• [DOCUMENT SEGMENT]
Even amid the throes of the coronavirus crisis, with Americans either at home or practicing heavy social distancing, many companies are looking to hire. Many essential businesses, like grocery stores and delivery companies, need more workers to meet demand. Many other companies have transitioned to telework, and some telework companies may also be hiring. This is politically important because Sen. Bernie Sanders (I-Vt.) fought for a provision in the $2 trillion stimulus bill that disincentivizes furloughed workers from looking for a new job.
Marketwatch has tallied 440,000 job openings.
This tally includes the 150,000 new workers Walmart announced it would hire. The retailer announced it would give full-time employees who are paid hourly a bonus of $300 each, and part-time hourly employees $150. Amazon announced plans to hire 100,000 new employees to meet the rising demand for e-commerce orders and deliveries. Amazon and Walmart will hire most of these workers through April, but many may stay longer or permanently.

• [DATA PROVIDED]
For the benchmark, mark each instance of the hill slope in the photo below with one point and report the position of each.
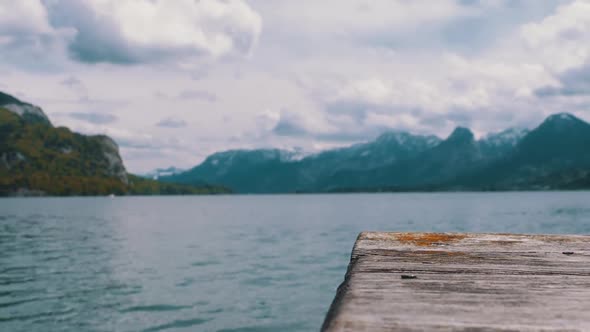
(37, 158)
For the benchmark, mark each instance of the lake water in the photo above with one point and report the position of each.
(226, 263)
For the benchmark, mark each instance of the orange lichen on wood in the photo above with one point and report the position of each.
(428, 239)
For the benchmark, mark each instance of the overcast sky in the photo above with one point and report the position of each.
(174, 81)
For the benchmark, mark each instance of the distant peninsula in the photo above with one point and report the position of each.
(38, 159)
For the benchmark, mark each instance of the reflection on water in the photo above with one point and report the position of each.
(243, 263)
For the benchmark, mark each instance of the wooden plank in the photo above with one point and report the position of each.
(464, 282)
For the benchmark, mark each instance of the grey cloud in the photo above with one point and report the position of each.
(99, 37)
(289, 126)
(75, 85)
(94, 118)
(198, 95)
(574, 82)
(171, 123)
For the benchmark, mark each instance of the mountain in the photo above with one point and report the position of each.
(557, 149)
(37, 158)
(552, 156)
(275, 171)
(160, 172)
(255, 171)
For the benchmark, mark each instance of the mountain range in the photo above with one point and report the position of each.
(37, 158)
(555, 155)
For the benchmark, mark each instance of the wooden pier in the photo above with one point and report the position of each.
(464, 282)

• [QUESTIONS ON THE MATERIAL]
1. In the article on pandemic hiring, how many new employees did Amazon announce plans to hire?
2. Decide whether each statement agrees with the article on pandemic hiring, answering yes or no and quoting the words that settle it:
(a) Walmart will give part-time hourly employees a bonus of $300 each.
(b) Marketwatch tallied 440,000 job openings.
(c) Sen. Bernie Sanders fought for a provision that encourages furloughed workers to look for a new job.
3. Translate this sentence from the article on pandemic hiring into Spanish: "Many essential businesses, like grocery stores and delivery companies, need more workers to meet demand."

• [SET OF ANSWERS]
1. Amazon announced plans to hire 100,000 new employees.

2.
(a) No: "part-time hourly employees $150."
(b) Yes: "Marketwatch has tallied 440,000 job openings."
(c) No: "a provision in the $2 trillion stimulus bill that disincentivizes furloughed workers from looking for a new job."

3. Muchos negocios esenciales, como las tiendas de comestibles y las empresas de reparto, necesitan más trabajadores para satisfacer la demanda.